> _What the exercise asks_
The word "wing" appears in some lines of the entries. Say how many, and give nothing but the number.

Point localization data:
[Start of Attachment]
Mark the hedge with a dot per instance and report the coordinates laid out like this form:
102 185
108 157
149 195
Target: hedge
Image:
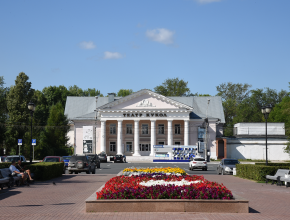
257 172
274 164
43 170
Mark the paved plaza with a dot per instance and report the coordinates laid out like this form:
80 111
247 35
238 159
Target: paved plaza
66 200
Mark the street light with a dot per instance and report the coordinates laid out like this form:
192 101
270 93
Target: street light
266 111
31 107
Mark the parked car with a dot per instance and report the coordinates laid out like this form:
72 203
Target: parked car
103 157
226 166
81 163
2 159
15 158
120 158
95 159
54 159
66 160
198 163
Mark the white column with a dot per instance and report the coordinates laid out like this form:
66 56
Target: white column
136 138
186 132
119 138
103 136
169 127
153 136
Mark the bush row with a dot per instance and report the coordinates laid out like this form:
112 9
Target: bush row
274 164
257 172
43 170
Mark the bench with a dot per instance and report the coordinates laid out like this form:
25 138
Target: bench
286 180
277 177
8 179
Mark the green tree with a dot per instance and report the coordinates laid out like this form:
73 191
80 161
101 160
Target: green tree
232 95
17 99
3 112
54 138
249 110
124 92
54 94
173 87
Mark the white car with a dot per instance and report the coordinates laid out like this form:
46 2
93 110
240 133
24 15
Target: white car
198 163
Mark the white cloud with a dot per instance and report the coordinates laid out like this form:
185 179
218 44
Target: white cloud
87 45
160 35
112 55
207 1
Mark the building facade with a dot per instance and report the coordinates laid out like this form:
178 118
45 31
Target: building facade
132 125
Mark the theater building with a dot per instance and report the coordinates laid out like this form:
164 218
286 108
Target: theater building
132 125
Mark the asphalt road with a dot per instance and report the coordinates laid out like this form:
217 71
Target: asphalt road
115 168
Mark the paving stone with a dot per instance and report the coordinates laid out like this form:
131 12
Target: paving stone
65 200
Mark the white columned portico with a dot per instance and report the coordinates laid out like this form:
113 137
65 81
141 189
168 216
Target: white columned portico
119 138
169 138
186 132
103 136
136 138
153 136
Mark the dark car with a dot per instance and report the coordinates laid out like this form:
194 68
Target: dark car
81 163
103 157
226 166
120 158
95 159
15 158
54 159
66 160
2 159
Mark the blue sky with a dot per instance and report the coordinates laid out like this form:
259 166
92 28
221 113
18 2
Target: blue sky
114 44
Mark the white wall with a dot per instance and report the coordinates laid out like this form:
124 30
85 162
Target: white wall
255 148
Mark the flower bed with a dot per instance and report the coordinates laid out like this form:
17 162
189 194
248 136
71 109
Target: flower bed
134 187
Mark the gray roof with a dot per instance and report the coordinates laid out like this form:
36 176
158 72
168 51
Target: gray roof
83 108
199 104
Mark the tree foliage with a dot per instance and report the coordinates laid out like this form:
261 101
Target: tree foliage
17 100
53 141
173 87
232 95
124 92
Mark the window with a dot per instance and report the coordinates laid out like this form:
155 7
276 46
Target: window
112 146
161 129
129 146
144 147
201 133
112 128
145 129
177 128
129 128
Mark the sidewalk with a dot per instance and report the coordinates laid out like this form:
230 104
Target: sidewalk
65 200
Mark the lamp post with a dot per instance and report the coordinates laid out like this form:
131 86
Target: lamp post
31 107
266 111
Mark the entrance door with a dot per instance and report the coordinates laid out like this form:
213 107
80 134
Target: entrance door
145 149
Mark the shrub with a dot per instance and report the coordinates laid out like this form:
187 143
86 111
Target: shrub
273 164
257 172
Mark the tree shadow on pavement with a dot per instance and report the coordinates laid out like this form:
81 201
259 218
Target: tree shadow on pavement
251 210
6 193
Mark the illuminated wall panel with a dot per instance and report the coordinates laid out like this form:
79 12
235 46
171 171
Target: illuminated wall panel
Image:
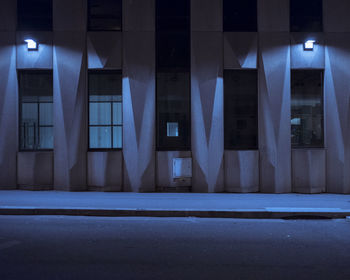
8 110
139 111
207 111
104 50
138 15
309 166
273 15
240 50
241 171
35 170
105 170
38 59
337 112
300 58
274 113
206 15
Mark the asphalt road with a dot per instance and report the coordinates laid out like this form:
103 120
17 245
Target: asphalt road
57 247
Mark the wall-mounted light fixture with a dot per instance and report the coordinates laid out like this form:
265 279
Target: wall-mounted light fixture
309 45
31 45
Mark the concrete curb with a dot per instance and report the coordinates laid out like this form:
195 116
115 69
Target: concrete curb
291 213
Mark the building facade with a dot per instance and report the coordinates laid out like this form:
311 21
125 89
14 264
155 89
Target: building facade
189 99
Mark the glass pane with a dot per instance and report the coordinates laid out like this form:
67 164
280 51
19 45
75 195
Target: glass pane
105 15
34 14
172 129
117 137
306 15
46 138
105 84
240 109
46 113
29 113
173 106
100 113
240 15
307 108
36 84
117 113
173 50
100 137
173 15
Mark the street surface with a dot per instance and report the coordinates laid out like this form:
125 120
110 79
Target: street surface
60 247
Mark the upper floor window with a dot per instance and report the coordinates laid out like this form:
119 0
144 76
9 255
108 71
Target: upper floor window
105 15
240 16
34 14
36 109
172 15
105 109
307 108
173 110
241 109
306 16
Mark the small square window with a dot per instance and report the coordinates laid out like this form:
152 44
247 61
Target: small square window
34 14
240 16
172 129
105 15
306 16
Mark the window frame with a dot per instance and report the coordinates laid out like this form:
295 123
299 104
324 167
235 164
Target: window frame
101 71
322 98
301 30
35 149
48 29
246 148
88 27
224 26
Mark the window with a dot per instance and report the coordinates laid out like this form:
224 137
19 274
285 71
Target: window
173 110
34 14
105 15
307 108
240 109
36 110
105 109
306 16
240 15
173 74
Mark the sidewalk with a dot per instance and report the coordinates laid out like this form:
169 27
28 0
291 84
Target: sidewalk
224 205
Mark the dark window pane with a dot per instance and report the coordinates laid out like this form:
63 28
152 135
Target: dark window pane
306 16
173 110
173 50
36 110
34 14
105 109
241 109
173 15
239 15
105 15
307 108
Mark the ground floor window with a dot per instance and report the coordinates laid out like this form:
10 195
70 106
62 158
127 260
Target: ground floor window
36 109
105 109
307 108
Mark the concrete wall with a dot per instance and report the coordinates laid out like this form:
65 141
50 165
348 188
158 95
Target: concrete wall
70 94
69 50
139 98
35 170
8 95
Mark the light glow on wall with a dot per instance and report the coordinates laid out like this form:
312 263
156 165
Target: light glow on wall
309 45
31 44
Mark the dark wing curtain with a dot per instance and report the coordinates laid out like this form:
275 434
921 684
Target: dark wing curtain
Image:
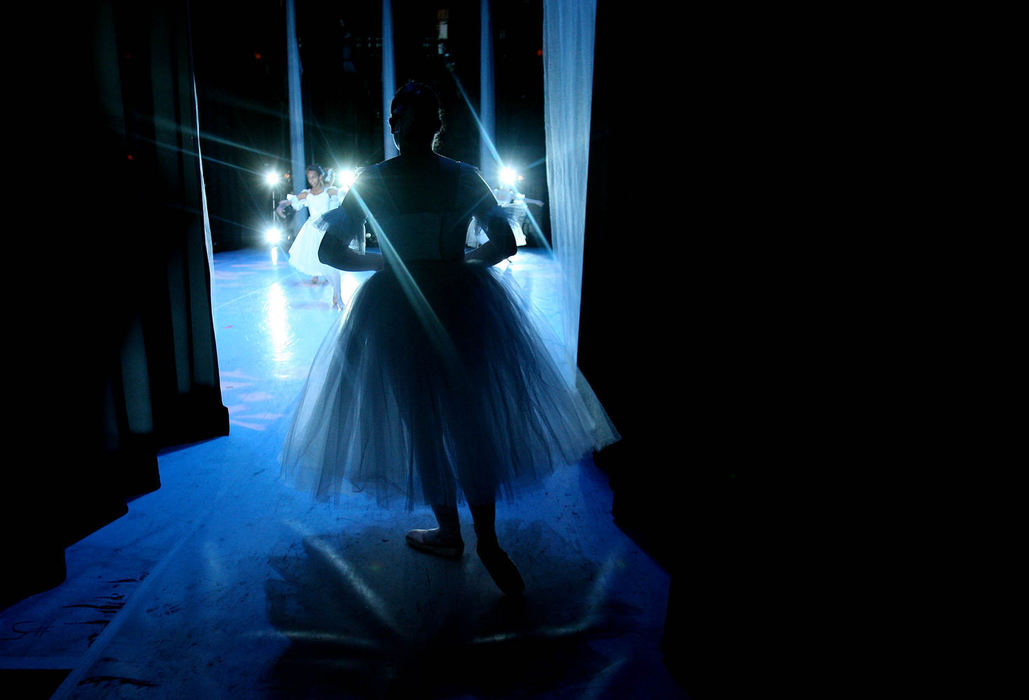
113 357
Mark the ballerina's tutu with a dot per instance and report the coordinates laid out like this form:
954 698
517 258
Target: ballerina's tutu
456 374
304 251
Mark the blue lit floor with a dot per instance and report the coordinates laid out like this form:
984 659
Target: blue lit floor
224 583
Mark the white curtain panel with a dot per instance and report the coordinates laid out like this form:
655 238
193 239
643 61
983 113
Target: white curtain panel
568 43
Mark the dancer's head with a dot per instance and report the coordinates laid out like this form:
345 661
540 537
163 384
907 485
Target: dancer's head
316 175
415 117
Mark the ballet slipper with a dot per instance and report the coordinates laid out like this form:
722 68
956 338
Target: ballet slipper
431 541
501 569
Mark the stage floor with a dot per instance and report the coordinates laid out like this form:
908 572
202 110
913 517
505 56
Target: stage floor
225 583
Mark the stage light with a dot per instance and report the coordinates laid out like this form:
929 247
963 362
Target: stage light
347 177
508 176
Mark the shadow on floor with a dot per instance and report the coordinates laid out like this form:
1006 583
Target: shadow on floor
367 617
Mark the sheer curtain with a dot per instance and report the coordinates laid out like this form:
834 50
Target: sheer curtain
568 42
389 79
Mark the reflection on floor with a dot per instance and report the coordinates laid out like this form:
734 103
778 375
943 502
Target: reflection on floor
226 584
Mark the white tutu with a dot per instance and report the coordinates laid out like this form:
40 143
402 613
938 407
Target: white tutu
396 408
304 251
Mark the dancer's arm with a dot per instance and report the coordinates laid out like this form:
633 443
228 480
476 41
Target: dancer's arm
500 246
343 226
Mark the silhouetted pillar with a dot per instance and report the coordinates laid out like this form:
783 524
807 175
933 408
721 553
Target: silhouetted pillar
487 114
118 356
293 71
389 78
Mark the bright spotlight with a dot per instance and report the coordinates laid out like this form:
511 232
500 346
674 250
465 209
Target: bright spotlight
508 176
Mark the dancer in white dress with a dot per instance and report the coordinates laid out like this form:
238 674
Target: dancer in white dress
434 386
319 198
516 206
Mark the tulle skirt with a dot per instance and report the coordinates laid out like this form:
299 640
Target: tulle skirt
434 392
304 251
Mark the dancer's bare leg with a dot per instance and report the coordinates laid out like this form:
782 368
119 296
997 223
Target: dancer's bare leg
501 568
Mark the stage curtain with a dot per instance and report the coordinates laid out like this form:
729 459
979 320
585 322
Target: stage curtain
568 42
117 349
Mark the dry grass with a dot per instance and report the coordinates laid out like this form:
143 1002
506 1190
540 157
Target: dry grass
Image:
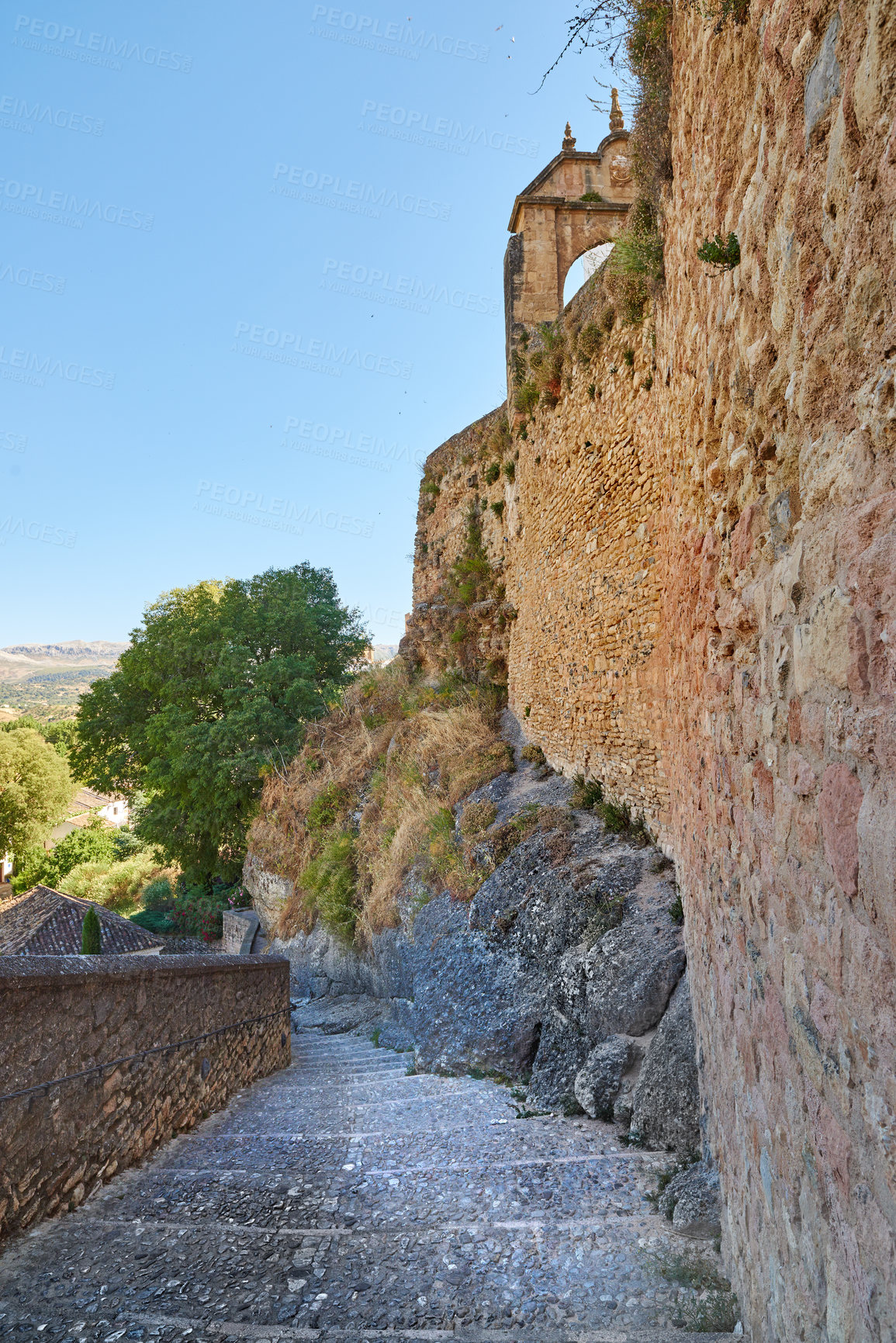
400 753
[End of Attachment]
> _The completed task_
2